Description

The training is an introduction to PACE & focuses on helping education professionals to develop an attitude of PACE, as part of their practice. It covers the following elements:

  • Why children who have experienced developmental trauma, behave in the ways they do.
  • The impact of developmental trauma that leads to children needing a different parenting/teaching approach, involving PACE alongside behavioural support. This includes the impact of relational trauma on brain development.
  • Exploring each part of PACE in turn – Playfulness, Acceptance, Curiosity and Empathy. Looking at what each one is (and what it is not) and developing
    PACE as a way of being able to build relationship security, rather than as a technique to modify behaviour.
  • Exploring the caring capacities education staff need to help traumatised children to thrive & settle to learn – reflective capacity, mind-mindedness, good self-regulation abilities & ability to notice defensive responding and to move back into open and engaged states.
  • How to use this connection alongside behavioural support & deliver discipline with empathy.
  • The importance of self-care for professionals and understanding the concept of blocked care.

 

Delivered online by Dr Sian Phillips (Canada) – certified DDP therapist, consultant and international trainer.

Dr Sian Philips, Ph.D.,C.Psych. is a psychologist in private practice in Kingston. She received her Ph.D. from University of Toronto in 1996 and has been working with children and families in Kingston since that time. She specializes in the assessment of trauma and attachment difficulties and works with children, foster parents and adoptive parents using Dyadic Developmental Psychotherapy ®©.

Exercises to complete –
• A. Sum up the PACE training description in two sentences.
• B. List the four parts of PACE named in the PACE training description.

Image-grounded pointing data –
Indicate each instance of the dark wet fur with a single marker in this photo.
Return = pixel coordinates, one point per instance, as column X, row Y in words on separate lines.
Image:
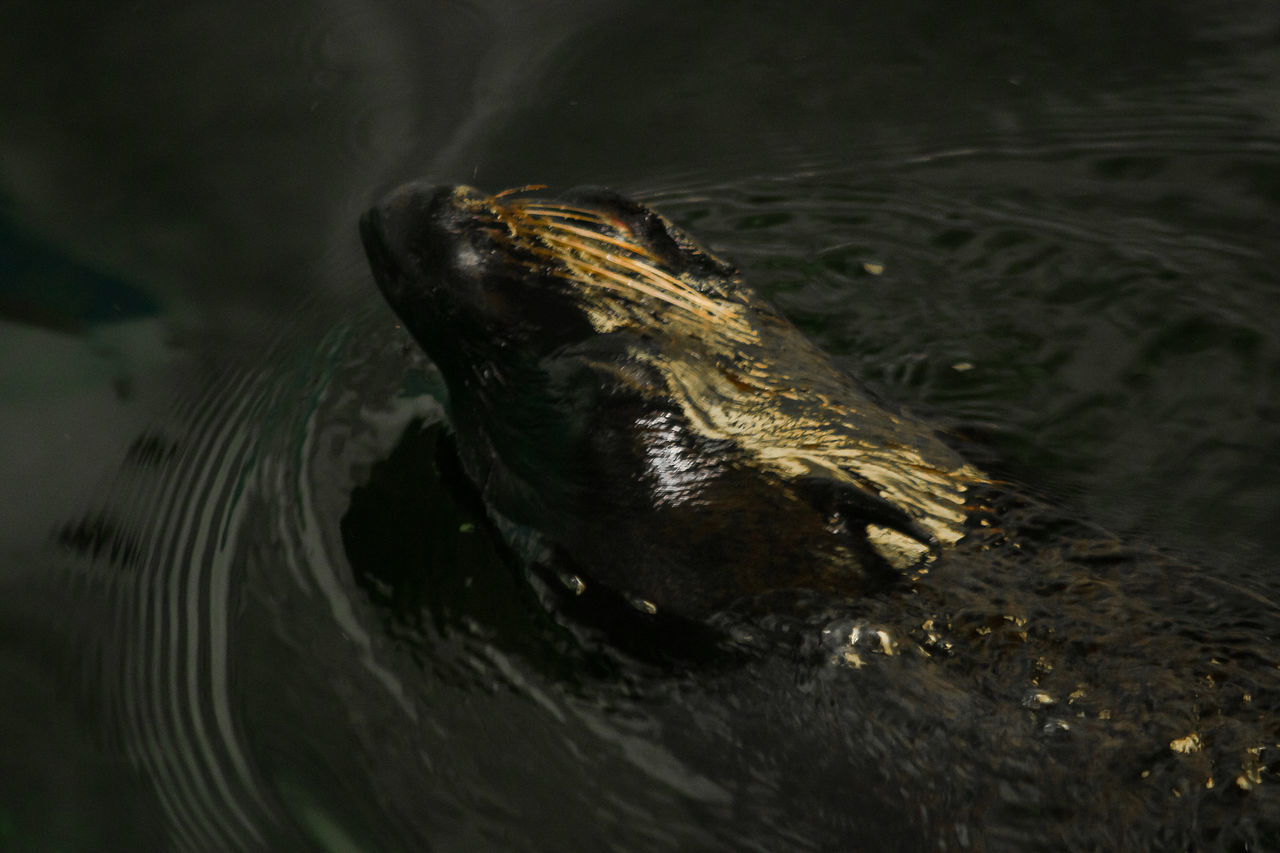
column 1037, row 685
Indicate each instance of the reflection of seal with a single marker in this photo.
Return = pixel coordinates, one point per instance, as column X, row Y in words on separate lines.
column 621, row 391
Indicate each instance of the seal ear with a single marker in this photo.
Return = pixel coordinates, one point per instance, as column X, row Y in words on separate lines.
column 858, row 506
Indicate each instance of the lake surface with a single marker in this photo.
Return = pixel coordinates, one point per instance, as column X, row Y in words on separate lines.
column 1050, row 231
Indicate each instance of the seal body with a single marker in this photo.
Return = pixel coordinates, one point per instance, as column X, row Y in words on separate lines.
column 1016, row 678
column 621, row 391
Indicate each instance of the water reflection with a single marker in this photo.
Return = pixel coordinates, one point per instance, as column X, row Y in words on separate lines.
column 1077, row 203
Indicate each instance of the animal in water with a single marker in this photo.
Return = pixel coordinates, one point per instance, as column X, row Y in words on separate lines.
column 622, row 392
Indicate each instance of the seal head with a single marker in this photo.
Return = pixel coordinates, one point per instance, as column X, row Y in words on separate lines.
column 621, row 391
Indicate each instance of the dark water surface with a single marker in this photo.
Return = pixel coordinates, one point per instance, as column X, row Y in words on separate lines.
column 1050, row 229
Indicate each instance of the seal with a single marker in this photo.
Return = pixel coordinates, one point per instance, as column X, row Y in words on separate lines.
column 621, row 391
column 1014, row 676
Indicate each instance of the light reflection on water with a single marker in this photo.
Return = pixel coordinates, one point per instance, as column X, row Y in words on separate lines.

Outputs for the tasks –
• A. The training introduces PACE and helps education professionals develop an attitude of PACE in their practice. It covers why children with developmental trauma behave as they do, each part of PACE, the caring capacities staff need, using connection alongside behavioral support, and the importance of self-care and blocked care, and it is delivered online by a certified DDP therapist who is a psychologist in Kingston specializing in the assessment of trauma and attachment difficulties.

• B.
Playfulness
Acceptance
Curiosity
Empathy